*Exercise goal*:
An exact reproduction of all entries is required.

*Records to process*:
-=-=-=-=-

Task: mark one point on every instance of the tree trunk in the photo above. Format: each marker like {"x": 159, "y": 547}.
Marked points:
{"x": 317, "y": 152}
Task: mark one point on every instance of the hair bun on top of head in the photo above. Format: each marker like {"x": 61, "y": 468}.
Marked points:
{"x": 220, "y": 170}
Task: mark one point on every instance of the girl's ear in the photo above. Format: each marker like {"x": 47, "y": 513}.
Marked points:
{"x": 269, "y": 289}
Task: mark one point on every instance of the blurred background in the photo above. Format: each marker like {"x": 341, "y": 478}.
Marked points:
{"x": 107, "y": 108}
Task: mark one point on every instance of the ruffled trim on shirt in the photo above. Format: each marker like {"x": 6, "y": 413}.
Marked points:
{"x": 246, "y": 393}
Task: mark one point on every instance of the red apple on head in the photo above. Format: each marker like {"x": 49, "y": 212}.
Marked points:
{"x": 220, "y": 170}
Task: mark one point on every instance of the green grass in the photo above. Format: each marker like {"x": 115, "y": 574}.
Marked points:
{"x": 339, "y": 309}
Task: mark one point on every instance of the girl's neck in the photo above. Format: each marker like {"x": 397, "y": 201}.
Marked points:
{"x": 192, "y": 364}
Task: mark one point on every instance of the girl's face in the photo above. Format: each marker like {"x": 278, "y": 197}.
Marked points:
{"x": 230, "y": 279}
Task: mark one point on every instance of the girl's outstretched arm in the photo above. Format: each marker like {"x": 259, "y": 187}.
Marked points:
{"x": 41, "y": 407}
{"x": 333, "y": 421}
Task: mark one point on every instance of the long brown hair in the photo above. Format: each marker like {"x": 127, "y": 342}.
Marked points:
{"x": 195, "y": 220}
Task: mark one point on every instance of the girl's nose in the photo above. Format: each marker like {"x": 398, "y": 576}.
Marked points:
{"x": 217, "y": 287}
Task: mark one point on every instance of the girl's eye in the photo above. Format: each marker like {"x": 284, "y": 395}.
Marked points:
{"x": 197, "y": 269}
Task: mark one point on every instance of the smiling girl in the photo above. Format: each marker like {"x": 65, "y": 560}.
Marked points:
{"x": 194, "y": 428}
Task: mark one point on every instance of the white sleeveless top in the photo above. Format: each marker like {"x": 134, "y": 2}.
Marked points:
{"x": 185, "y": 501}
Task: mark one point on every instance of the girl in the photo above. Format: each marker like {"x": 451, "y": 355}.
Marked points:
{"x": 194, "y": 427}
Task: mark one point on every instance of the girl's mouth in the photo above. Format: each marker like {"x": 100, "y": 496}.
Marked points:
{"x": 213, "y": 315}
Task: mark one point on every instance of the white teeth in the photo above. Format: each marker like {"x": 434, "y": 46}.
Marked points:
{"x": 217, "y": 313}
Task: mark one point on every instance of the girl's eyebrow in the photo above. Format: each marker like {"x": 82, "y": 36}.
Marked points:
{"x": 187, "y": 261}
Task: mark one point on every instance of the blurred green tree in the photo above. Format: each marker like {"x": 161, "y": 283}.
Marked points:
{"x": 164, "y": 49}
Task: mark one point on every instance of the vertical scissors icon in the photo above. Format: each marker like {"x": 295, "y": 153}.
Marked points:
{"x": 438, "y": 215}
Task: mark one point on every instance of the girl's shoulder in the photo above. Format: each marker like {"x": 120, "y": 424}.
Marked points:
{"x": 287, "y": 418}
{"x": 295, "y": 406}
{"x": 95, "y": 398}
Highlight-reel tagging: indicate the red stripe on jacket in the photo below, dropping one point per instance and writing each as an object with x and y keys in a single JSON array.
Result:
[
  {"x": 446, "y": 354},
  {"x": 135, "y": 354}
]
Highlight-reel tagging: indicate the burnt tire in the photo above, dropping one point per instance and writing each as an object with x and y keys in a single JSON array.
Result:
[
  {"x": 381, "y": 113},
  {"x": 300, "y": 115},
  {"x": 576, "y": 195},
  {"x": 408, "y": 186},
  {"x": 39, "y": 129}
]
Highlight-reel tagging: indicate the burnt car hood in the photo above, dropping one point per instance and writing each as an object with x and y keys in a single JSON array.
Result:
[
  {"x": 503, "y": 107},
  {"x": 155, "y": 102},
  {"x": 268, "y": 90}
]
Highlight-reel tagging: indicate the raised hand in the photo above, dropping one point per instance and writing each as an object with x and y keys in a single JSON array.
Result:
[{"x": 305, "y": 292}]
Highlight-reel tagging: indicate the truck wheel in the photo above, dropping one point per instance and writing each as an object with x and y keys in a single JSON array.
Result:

-=-=-=-=-

*The completed task*:
Task: mark one point on every instance of the tree trunk in the photo above. Format: each marker like {"x": 159, "y": 547}.
Marked points:
{"x": 317, "y": 152}
Task: mark one point on every instance of the hair bun on top of head in the photo above. Format: each marker like {"x": 61, "y": 468}.
Marked points:
{"x": 220, "y": 170}
Task: mark one point on every instance of the girl's ear in the photo above. Format: each marker like {"x": 47, "y": 513}.
Marked points:
{"x": 269, "y": 289}
Task: mark one point on every instance of the blurred background in the photo above. Format: each marker like {"x": 341, "y": 478}.
Marked points:
{"x": 107, "y": 108}
Task: mark one point on every instance of the ruffled trim on shirt in the photo above. Format: each marker like {"x": 6, "y": 413}.
Marked points:
{"x": 246, "y": 393}
Task: mark one point on every instance of the red apple on head in the photo above. Format: each marker like {"x": 49, "y": 212}.
Marked points:
{"x": 220, "y": 170}
Task: mark one point on every instance of the green grass in the photo above. Format: each marker like {"x": 115, "y": 574}.
Marked points:
{"x": 339, "y": 309}
Task: mark one point on every instance of the girl's neck in the photo above. Format: each marker like {"x": 397, "y": 201}.
Marked points:
{"x": 192, "y": 364}
Task: mark one point on every instance of the girl's face in the photo above. Format: each marker like {"x": 278, "y": 197}.
Marked points:
{"x": 230, "y": 279}
Task: mark one point on every instance of the girl's outstretched arm in the photo above. Format: each marker like {"x": 259, "y": 187}.
Marked points:
{"x": 41, "y": 407}
{"x": 333, "y": 421}
Task: mark one point on every instance of the long brown hair in the photo above. Format: each marker like {"x": 127, "y": 342}.
Marked points:
{"x": 195, "y": 220}
Task: mark one point on every instance of the girl's nose in the photo above. Format: each marker like {"x": 398, "y": 576}.
Marked points:
{"x": 217, "y": 287}
Task: mark one point on every instance of the girl's eye in the photo above. Format: each marker like {"x": 284, "y": 395}.
Marked points:
{"x": 197, "y": 269}
Task: mark one point on every instance of the smiling girl in the photo above. Format: each marker like {"x": 65, "y": 560}.
Marked points:
{"x": 194, "y": 428}
Task: mark one point on every instance of the white sleeveless top in the photo above. Format: each marker like {"x": 134, "y": 2}.
Marked points:
{"x": 185, "y": 501}
Task: mark one point on every instance of the girl in the photo above. Format: each marker like {"x": 451, "y": 355}.
Marked points:
{"x": 194, "y": 427}
Task: mark one point on every instance of the girl's mouth in the photo above. Format: each marker like {"x": 100, "y": 496}.
Marked points:
{"x": 213, "y": 315}
Task: mark one point on every instance of the white teeth in the photo above. Format: each marker like {"x": 434, "y": 46}.
Marked points:
{"x": 217, "y": 313}
Task: mark one point on every instance of the girl's eyebrow in the photo above. Format: each marker like {"x": 82, "y": 36}.
Marked points:
{"x": 187, "y": 261}
Task: mark one point on every instance of the blurred green tree in the photo above. Format: each marker like {"x": 161, "y": 283}.
Marked points:
{"x": 164, "y": 49}
Task: mark one point on every instance of the vertical scissors icon in the photo above. Format: each marker like {"x": 295, "y": 153}.
Marked points:
{"x": 438, "y": 215}
Task: mark one point on every instance of the girl's shoulder in the photo above. Format: each marker like {"x": 120, "y": 424}.
Marked points:
{"x": 287, "y": 418}
{"x": 295, "y": 406}
{"x": 95, "y": 398}
Highlight-reel tagging: indicate the red stripe on jacket in the photo below, dropping one point per instance and writing each as an object with x and y keys in a single JSON array.
Result:
[
  {"x": 446, "y": 354},
  {"x": 135, "y": 354}
]
Highlight-reel tagging: indicate the burnt tire in the photo above, dropping one point per instance and writing each as an object with x and y keys in a single JSON array.
Result:
[
  {"x": 381, "y": 113},
  {"x": 300, "y": 115},
  {"x": 576, "y": 195},
  {"x": 408, "y": 186},
  {"x": 39, "y": 129}
]
Highlight-reel tagging: indicate the burnt car hood in the photo above, dropping one point per instance and writing each as an object with x and y keys in a single JSON array.
Result:
[
  {"x": 503, "y": 107},
  {"x": 155, "y": 102},
  {"x": 268, "y": 90}
]
Highlight-reel tagging: indicate the raised hand in the photo above, dropping one point per instance and writing each as an object with x and y keys in a single JSON array.
Result:
[{"x": 305, "y": 292}]
Highlight-reel tagging: indicate the truck wheel in the photo above, dropping one point per instance and writing each as an object with x and y keys in a single JSON array.
Result:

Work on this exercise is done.